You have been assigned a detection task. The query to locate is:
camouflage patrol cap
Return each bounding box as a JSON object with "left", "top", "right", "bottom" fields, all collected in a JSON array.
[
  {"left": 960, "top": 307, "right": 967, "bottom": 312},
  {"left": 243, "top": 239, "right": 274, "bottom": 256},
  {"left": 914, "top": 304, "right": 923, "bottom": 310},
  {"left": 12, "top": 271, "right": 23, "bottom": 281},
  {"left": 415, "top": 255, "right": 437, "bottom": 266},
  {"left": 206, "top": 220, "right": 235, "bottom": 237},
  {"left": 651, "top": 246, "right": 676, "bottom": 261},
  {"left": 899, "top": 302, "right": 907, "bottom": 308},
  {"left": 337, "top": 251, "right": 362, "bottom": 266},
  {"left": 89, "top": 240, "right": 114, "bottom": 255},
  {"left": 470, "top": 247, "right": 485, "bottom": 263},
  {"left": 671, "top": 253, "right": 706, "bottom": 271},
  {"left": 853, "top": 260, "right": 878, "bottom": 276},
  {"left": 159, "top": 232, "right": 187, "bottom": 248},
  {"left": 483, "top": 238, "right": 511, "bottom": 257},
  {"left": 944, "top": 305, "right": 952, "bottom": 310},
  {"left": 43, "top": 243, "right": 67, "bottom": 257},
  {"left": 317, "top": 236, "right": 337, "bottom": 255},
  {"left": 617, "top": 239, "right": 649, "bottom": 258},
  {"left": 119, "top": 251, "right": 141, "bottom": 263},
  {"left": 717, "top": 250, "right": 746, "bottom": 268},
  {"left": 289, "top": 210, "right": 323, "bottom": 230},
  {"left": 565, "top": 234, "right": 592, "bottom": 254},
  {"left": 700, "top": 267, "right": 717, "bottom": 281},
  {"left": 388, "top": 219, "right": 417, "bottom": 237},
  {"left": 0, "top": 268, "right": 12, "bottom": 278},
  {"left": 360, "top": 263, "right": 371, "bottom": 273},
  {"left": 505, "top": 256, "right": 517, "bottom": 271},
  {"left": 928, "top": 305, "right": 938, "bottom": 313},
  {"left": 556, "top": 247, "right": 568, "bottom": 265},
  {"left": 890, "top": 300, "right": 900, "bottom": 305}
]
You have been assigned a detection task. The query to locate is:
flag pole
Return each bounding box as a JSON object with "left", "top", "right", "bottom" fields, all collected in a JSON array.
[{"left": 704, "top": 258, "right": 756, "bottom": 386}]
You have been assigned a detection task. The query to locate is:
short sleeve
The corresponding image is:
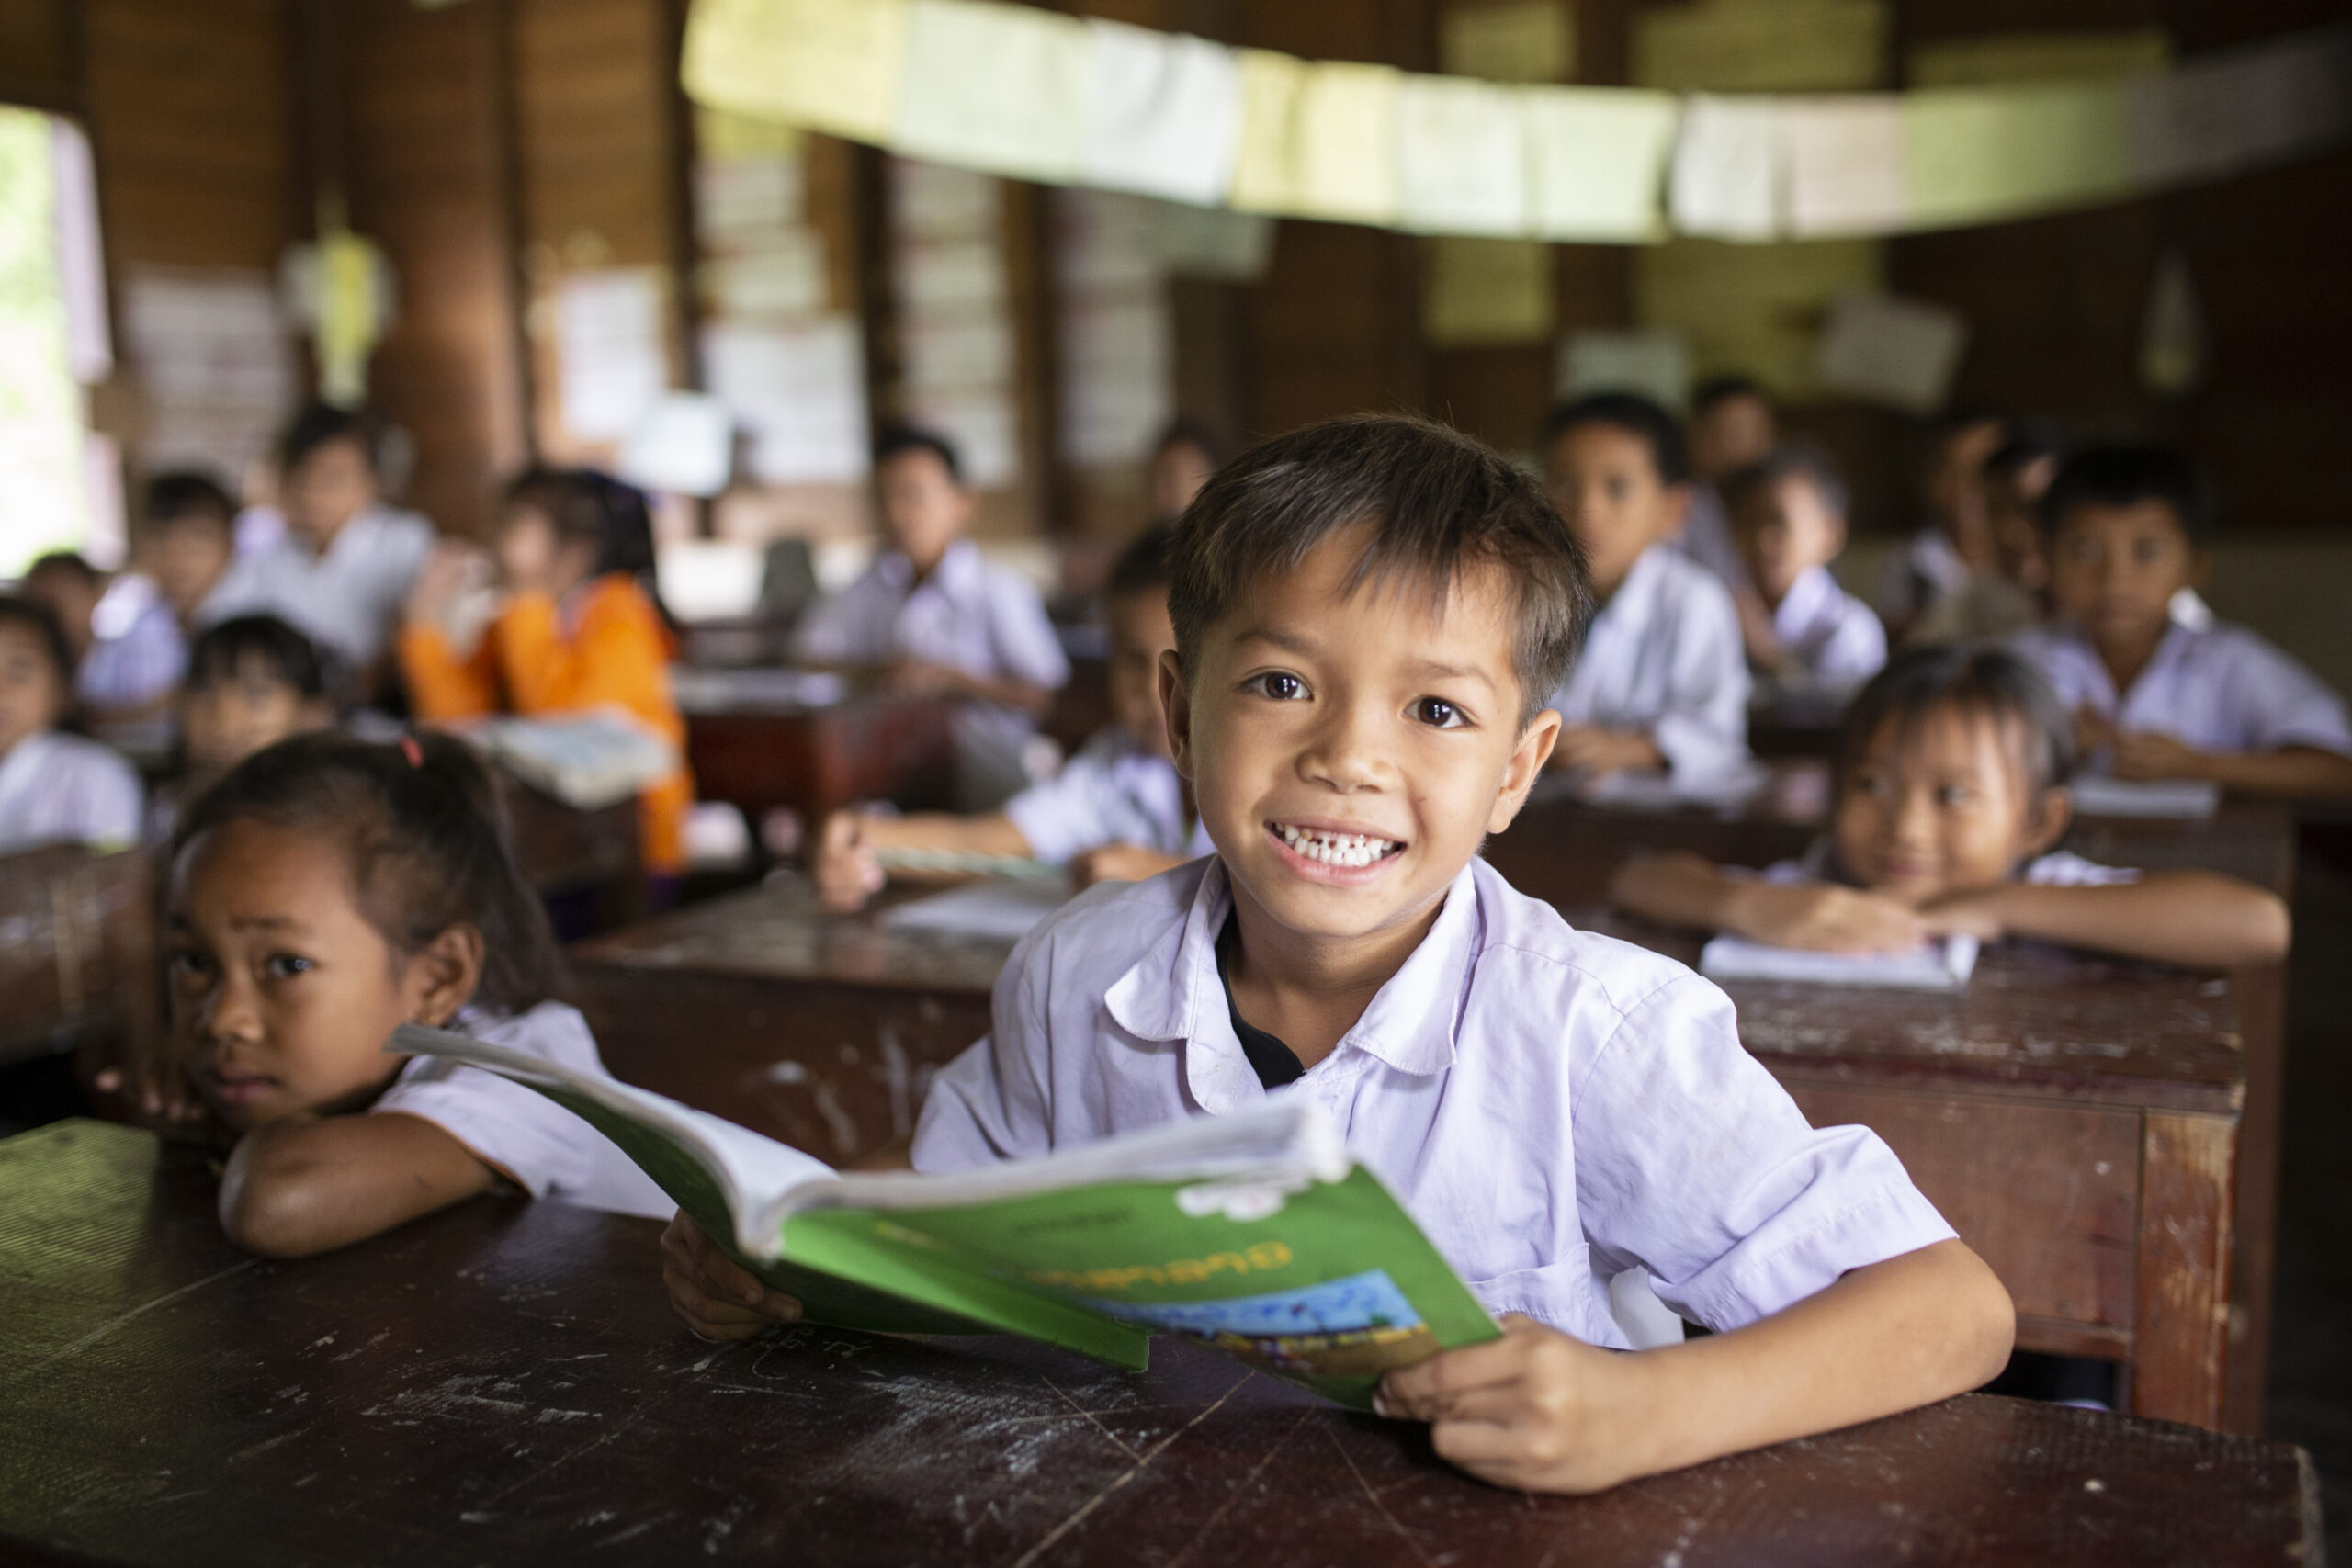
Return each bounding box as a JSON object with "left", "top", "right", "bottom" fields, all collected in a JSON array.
[
  {"left": 985, "top": 568, "right": 1071, "bottom": 690},
  {"left": 1651, "top": 570, "right": 1752, "bottom": 784},
  {"left": 910, "top": 924, "right": 1060, "bottom": 1171},
  {"left": 1002, "top": 751, "right": 1115, "bottom": 863},
  {"left": 2024, "top": 852, "right": 2140, "bottom": 887},
  {"left": 1572, "top": 975, "right": 1955, "bottom": 1331},
  {"left": 2233, "top": 637, "right": 2352, "bottom": 756},
  {"left": 1816, "top": 599, "right": 1887, "bottom": 684}
]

• **Requirement**
Exactly as written, copy the entries above without their pictures.

• **Problem solution**
You have been assigned a detection task. The query to locate is:
camouflage patrol cap
Return each bounding box as a JSON object with "left", "top", "right", "bottom" fields, all collected in a JSON array.
[
  {"left": 960, "top": 307, "right": 967, "bottom": 312},
  {"left": 243, "top": 239, "right": 274, "bottom": 256},
  {"left": 914, "top": 304, "right": 923, "bottom": 310},
  {"left": 12, "top": 271, "right": 23, "bottom": 281},
  {"left": 415, "top": 255, "right": 437, "bottom": 266},
  {"left": 206, "top": 220, "right": 235, "bottom": 237},
  {"left": 651, "top": 246, "right": 676, "bottom": 261},
  {"left": 899, "top": 302, "right": 907, "bottom": 308},
  {"left": 337, "top": 251, "right": 362, "bottom": 266},
  {"left": 89, "top": 240, "right": 114, "bottom": 255},
  {"left": 470, "top": 247, "right": 485, "bottom": 263},
  {"left": 671, "top": 253, "right": 706, "bottom": 271},
  {"left": 853, "top": 260, "right": 878, "bottom": 276},
  {"left": 159, "top": 232, "right": 187, "bottom": 248},
  {"left": 483, "top": 238, "right": 511, "bottom": 257},
  {"left": 944, "top": 305, "right": 952, "bottom": 310},
  {"left": 43, "top": 243, "right": 67, "bottom": 257},
  {"left": 317, "top": 236, "right": 337, "bottom": 255},
  {"left": 617, "top": 239, "right": 649, "bottom": 258},
  {"left": 119, "top": 251, "right": 141, "bottom": 263},
  {"left": 717, "top": 250, "right": 746, "bottom": 268},
  {"left": 289, "top": 210, "right": 323, "bottom": 230},
  {"left": 565, "top": 234, "right": 592, "bottom": 254},
  {"left": 700, "top": 267, "right": 717, "bottom": 281},
  {"left": 388, "top": 219, "right": 417, "bottom": 237},
  {"left": 0, "top": 268, "right": 12, "bottom": 278},
  {"left": 360, "top": 263, "right": 371, "bottom": 273},
  {"left": 505, "top": 256, "right": 517, "bottom": 271},
  {"left": 928, "top": 305, "right": 938, "bottom": 313},
  {"left": 556, "top": 247, "right": 568, "bottom": 265},
  {"left": 890, "top": 300, "right": 900, "bottom": 305}
]
You have been assigned a detection task. The query to locate is:
flag pole
Return each bounding box as a JSON object with "left", "top", "right", "bottom" fields, all collected in a JSON array.
[{"left": 704, "top": 258, "right": 756, "bottom": 386}]
You have been assigned a detection task. The query to locate is:
short sleeve
The corresponding image is:
Return each bounding box as a JSON object with "left", "top", "right", "bottom" fields, all collected in a JSON array.
[
  {"left": 985, "top": 568, "right": 1071, "bottom": 690},
  {"left": 1651, "top": 570, "right": 1752, "bottom": 784},
  {"left": 910, "top": 924, "right": 1060, "bottom": 1171},
  {"left": 1002, "top": 751, "right": 1115, "bottom": 863},
  {"left": 2024, "top": 852, "right": 2140, "bottom": 887},
  {"left": 1572, "top": 975, "right": 1955, "bottom": 1331},
  {"left": 2233, "top": 637, "right": 2352, "bottom": 756},
  {"left": 1816, "top": 599, "right": 1887, "bottom": 684}
]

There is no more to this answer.